Referring expression grounding data
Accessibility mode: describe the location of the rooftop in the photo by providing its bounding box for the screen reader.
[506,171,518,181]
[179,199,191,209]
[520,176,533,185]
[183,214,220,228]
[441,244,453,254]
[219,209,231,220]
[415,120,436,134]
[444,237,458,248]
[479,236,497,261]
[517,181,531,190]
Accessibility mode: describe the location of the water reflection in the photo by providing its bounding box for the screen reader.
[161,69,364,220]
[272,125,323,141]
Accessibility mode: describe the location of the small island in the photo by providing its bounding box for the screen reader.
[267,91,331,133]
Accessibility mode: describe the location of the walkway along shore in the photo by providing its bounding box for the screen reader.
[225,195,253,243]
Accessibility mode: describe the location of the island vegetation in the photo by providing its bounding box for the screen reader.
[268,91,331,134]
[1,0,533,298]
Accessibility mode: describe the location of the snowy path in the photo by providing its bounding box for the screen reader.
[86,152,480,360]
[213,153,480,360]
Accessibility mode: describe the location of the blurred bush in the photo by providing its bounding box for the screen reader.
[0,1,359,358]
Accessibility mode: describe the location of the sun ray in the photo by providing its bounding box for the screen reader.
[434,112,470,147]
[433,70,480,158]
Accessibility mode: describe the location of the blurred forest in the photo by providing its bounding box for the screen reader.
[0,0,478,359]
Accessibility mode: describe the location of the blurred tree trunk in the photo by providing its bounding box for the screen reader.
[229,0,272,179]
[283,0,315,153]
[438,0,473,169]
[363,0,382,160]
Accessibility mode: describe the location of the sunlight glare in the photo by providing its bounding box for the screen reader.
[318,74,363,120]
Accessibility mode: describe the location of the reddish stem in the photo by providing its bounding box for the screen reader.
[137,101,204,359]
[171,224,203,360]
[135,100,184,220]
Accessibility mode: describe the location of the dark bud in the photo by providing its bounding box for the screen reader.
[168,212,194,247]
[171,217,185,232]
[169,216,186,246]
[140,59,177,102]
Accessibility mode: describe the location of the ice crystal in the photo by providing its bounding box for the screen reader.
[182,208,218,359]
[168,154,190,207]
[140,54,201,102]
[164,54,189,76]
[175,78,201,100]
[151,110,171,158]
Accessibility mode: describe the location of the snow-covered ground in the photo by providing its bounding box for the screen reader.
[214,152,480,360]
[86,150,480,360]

What you should do. From the records above, please extract every line and repeat it exactly.

Task response.
Accessibility mode: describe the location of the rooftop in the photo by providing its bounding box for the screen reader.
[506,171,518,181]
[179,199,191,209]
[520,176,533,185]
[183,214,220,228]
[441,244,453,254]
[219,209,231,220]
[415,120,436,134]
[444,237,458,248]
[479,236,497,261]
[517,181,531,190]
Accessibility mode: describe the location of the water reflection in the photo by providing its bounding box for the screen reader.
[161,69,364,220]
[272,125,323,141]
Accessibility mode: describe the location of the small island in the photo by providing its bounding box for the screen reader.
[267,91,331,133]
Accessibility mode: describe the location of the walkway along shore in the photo by providing its bounding box for the screen reader.
[225,195,253,243]
Accessibility mode: describe the location of the island vegetation in the photo by providing its bounding box for the screen reader.
[268,91,331,134]
[1,0,533,298]
Accessibility mode: describe the location of the snowy path in the photo by providing its bounding box for the screen reader.
[86,152,480,360]
[213,153,480,360]
Accessibility mode: describe the location of the blurred bush in the photo by providing its bounding box for the screen reader.
[0,1,359,358]
Accessibility mode: describe the location of the sun ray in the photo by providing its bounding box for the screen reader.
[434,112,470,147]
[433,70,480,158]
Accessibility mode: describe the location of the blurred forest in the photo by providing its bounding box for the screen reader.
[0,0,478,359]
Accessibility mode: describe the location of the blurred tree trunk in the photo by providing its bounding box for the screen reader.
[229,0,272,179]
[283,0,315,153]
[438,0,473,169]
[363,0,382,160]
Accessibility mode: describe the location of the sunlight glare in the photo by providing its bounding box for the screen reader.
[318,74,363,120]
Accessibility mode: describe the location of the reddish stem in the photo by providing its bounding box for the screen reader.
[137,101,204,359]
[171,224,203,360]
[135,100,184,220]
Accessibility mode: describe the location of the dark bud in the photo by providing its bounding box for the screen reader.
[168,212,194,247]
[171,217,185,232]
[169,216,186,246]
[140,59,177,102]
Accessibility mode: describe the location of the ice crystal in the photo by providing its bounding box for the screen reader.
[182,208,218,359]
[168,154,190,207]
[140,54,201,102]
[164,54,189,76]
[175,78,201,100]
[151,110,171,158]
Accessibility mode: describe the location of the snow-covered ground in the photo by providing its bounding box for the screen reader.
[214,152,480,360]
[86,150,480,360]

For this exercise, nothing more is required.